> Problem details
Rewrite the data from the line that has "The order for" through the line that has "positive clicks: (504, 80)", changing "rough mask" to "coarse mask" and leaving everything else as it is. Return only those lines.

> Exercise material
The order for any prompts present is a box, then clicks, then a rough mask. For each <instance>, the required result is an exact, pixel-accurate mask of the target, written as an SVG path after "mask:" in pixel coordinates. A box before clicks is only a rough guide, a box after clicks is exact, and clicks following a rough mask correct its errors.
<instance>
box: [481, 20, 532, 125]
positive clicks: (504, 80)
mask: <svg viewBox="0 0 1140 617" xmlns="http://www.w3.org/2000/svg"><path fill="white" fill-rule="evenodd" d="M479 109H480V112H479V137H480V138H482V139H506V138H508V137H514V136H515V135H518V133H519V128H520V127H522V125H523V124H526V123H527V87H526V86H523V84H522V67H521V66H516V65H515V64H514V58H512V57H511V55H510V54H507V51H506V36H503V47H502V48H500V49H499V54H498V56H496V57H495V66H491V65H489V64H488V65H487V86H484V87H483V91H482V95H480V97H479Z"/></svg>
--
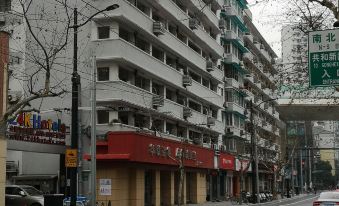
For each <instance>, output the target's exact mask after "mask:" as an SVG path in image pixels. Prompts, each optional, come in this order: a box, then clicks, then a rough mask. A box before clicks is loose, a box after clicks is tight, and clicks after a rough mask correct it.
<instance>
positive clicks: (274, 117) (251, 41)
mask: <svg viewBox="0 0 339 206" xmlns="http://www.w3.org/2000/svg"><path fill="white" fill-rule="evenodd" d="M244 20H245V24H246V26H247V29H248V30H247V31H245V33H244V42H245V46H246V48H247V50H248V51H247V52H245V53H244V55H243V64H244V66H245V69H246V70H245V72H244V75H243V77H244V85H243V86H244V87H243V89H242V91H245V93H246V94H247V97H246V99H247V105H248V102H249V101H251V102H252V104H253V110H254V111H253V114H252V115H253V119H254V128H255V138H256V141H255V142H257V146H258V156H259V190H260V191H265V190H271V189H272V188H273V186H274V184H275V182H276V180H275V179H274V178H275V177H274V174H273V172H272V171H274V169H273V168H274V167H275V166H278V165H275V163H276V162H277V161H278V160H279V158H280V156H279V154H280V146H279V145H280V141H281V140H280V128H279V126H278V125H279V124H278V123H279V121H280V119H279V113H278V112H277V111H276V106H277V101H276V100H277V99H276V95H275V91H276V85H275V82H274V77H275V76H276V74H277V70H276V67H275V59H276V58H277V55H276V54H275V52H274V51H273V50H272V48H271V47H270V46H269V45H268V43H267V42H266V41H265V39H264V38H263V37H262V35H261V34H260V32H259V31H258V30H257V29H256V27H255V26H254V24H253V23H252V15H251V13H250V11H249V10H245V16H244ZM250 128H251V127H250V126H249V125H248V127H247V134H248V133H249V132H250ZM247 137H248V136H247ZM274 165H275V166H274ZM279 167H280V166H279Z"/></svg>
---
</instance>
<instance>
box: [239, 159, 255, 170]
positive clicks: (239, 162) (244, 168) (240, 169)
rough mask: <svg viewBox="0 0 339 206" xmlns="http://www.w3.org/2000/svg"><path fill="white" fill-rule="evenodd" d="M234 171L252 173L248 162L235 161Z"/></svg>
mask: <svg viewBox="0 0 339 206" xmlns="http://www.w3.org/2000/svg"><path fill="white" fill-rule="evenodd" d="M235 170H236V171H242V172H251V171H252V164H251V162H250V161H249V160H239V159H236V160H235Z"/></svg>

> Expected answer
The order for any prompts present is a box, then clicks, then a coarse mask. For each <instance>, the required result is an exact, pixel-accurate mask of the target, written as an SVG path after "mask:" in pixel coordinates. A box before clicks is only a rough guide, a box after clicks is exact, and clicks following a coarse mask correct its errors.
<instance>
box: [481, 20, 532, 125]
positive clicks: (504, 80)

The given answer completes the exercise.